__Exercise set__:
1. Translate this sentence from the champagne article into Spanish: "Much to our own surprise, and contrary to national stereotype, we British have become a nation of hedonists."
2. Echo the part of the champagne article between "Saturday 25 March" and "nation of hedonists.", inclusive.

Volcanic Wine Awards | The Jancis Robinson Story

Which vintage of champagne to buy, and drink

Saturday 25 March 2006 • 6 min read
Is it outrageous to observe that today consumption is more conspicuous in Britain than in any other comparable country? I am lucky enough to travel a great deal and I cannot think of anywhere else with quite so many ostentatiously expensive cars with personalised number plates and/or chauffeurs per head of population. Nor have I come across anywhere else whose cities sport quite such a concentration of bars, clubs and restaurants heaving with free-spending (and occasionally heaving) humanity for so many nights of the week. Much to our own surprise, and contrary to national stereotype, we British have become a nation of hedonists.
 
There is no more revealing a measure of this than the fact that we continue to draw away from the pack in our status as the world’s most insistent importer of champagne. We have hardly ever been challenged in this position and last year’s total of 36.4 million bottles of the most luxuriously celebratory wine sent to Britain was considerably in excess of the 20.7 million imported by the far more populous, and one might imagine more prosperous, United States – and our champagne consumption is increasing at a faster rate than the Americans’ is too.

__Rows__:
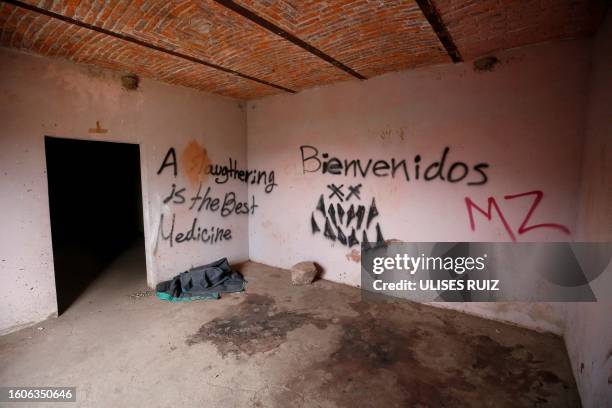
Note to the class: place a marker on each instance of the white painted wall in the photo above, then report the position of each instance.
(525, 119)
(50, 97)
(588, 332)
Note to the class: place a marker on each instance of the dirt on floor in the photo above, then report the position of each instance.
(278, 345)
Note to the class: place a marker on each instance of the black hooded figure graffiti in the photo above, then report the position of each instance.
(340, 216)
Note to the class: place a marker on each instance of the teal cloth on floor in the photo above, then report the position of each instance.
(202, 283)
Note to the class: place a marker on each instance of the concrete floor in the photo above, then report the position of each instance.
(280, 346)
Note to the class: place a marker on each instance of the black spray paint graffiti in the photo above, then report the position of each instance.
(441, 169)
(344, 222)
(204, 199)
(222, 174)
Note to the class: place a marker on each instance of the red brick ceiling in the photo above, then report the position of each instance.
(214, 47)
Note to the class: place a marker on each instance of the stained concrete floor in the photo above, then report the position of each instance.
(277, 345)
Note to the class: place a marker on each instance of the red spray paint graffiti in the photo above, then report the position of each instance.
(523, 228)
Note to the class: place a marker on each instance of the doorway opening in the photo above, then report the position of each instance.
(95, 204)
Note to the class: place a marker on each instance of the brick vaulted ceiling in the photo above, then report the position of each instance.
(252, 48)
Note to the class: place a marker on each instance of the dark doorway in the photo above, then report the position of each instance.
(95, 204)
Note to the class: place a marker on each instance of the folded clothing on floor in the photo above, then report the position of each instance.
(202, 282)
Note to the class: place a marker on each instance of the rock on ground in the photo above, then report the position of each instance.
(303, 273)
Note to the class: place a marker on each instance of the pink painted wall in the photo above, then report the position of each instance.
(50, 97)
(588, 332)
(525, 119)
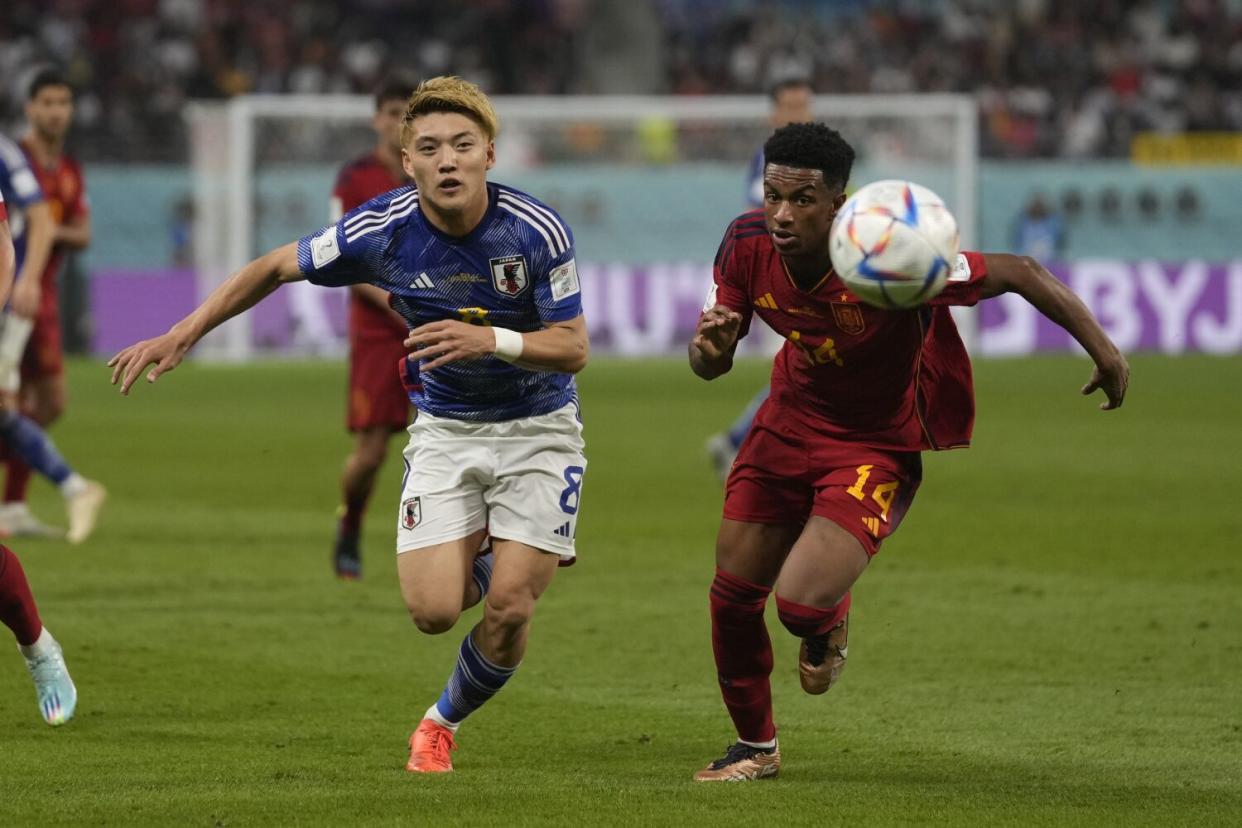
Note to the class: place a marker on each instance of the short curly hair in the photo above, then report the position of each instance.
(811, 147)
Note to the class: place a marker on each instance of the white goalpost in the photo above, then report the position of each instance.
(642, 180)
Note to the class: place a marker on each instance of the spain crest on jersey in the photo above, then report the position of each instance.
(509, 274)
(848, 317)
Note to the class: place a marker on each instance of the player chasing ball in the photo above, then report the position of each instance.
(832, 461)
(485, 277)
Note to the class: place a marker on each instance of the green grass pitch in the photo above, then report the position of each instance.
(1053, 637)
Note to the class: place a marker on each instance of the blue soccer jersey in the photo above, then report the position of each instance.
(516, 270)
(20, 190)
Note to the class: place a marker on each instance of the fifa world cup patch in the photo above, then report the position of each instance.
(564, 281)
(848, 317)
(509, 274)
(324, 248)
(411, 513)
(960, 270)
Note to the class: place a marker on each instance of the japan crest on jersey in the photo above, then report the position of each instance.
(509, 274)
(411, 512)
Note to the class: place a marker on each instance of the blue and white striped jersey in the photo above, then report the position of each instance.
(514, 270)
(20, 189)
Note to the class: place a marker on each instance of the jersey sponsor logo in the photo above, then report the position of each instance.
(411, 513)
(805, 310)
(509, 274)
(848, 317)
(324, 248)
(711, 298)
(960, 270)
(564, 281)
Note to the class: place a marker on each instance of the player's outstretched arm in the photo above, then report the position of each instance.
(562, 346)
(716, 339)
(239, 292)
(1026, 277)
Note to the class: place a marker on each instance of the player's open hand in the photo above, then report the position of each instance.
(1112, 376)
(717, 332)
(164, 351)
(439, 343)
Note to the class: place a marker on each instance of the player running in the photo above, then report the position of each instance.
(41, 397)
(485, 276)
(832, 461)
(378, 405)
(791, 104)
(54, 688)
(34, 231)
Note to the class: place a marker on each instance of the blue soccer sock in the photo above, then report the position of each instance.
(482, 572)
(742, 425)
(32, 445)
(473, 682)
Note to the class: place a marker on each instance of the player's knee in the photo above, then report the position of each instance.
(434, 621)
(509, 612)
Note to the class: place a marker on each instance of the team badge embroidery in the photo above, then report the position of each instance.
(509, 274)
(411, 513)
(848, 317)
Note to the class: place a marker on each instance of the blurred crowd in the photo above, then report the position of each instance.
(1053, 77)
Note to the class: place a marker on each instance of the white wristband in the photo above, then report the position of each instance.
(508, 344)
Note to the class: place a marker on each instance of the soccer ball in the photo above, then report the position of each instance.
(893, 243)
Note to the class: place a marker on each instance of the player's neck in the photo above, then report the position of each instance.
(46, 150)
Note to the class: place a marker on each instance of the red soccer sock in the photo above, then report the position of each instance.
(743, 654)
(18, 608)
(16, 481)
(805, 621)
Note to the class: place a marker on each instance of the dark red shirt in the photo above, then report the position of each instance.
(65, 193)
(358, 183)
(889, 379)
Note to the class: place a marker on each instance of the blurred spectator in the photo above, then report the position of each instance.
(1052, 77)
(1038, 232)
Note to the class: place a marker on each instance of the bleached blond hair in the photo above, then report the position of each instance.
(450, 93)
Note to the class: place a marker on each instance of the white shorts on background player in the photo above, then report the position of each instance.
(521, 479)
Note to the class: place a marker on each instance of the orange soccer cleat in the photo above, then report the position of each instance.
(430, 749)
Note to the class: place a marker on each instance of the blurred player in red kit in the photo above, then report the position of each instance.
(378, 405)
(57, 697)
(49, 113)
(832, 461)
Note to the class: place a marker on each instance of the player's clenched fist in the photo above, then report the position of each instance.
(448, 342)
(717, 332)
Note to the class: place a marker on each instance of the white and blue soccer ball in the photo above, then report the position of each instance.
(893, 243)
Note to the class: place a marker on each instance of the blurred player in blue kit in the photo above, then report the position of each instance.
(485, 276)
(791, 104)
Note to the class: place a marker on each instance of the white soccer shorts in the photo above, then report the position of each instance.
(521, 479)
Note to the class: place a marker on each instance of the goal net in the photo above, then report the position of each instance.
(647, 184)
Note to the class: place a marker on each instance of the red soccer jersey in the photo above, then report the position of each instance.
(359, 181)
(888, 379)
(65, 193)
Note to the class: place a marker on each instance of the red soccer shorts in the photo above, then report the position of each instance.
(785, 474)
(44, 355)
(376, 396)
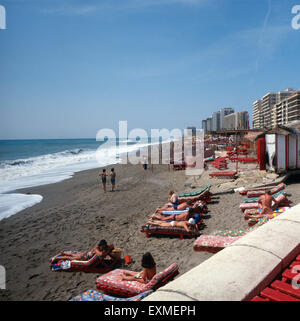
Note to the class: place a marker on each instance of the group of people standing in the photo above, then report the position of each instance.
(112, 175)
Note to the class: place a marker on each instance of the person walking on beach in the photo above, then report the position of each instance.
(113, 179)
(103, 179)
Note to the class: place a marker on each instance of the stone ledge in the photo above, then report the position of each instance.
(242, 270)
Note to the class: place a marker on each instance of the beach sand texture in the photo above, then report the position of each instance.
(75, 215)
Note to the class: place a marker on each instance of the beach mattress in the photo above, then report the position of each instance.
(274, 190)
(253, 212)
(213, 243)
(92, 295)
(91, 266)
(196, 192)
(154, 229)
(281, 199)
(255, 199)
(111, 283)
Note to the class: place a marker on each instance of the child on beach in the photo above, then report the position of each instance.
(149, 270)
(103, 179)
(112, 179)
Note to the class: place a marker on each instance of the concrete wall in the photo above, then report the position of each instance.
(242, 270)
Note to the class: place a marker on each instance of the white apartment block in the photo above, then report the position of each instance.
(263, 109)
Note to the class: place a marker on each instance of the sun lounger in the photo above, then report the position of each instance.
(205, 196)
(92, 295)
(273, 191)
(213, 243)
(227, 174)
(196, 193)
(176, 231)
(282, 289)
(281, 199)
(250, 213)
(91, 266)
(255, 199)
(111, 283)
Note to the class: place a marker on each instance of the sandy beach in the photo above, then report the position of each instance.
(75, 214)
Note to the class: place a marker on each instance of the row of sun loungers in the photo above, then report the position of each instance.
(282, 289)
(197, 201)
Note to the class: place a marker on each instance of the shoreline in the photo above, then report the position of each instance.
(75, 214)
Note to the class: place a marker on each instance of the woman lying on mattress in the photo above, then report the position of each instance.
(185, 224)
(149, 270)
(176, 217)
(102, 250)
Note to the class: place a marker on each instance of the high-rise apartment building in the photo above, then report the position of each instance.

__Solutions to the tasks__:
1. Para nuestra propia sorpresa, y en contra del estereotipo nacional, los británicos nos hemos convertido en una nación de hedonistas.

2.
Saturday 25 March 2006 • 6 min read
Is it outrageous to observe that today consumption is more conspicuous in Britain than in any other comparable country? I am lucky enough to travel a great deal and I cannot think of anywhere else with quite so many ostentatiously expensive cars with personalised number plates and/or chauffeurs per head of population. Nor have I come across anywhere else whose cities sport quite such a concentration of bars, clubs and restaurants heaving with free-spending (and occasionally heaving) humanity for so many nights of the week. Much to our own surprise, and contrary to national stereotype, we British have become a nation of hedonists.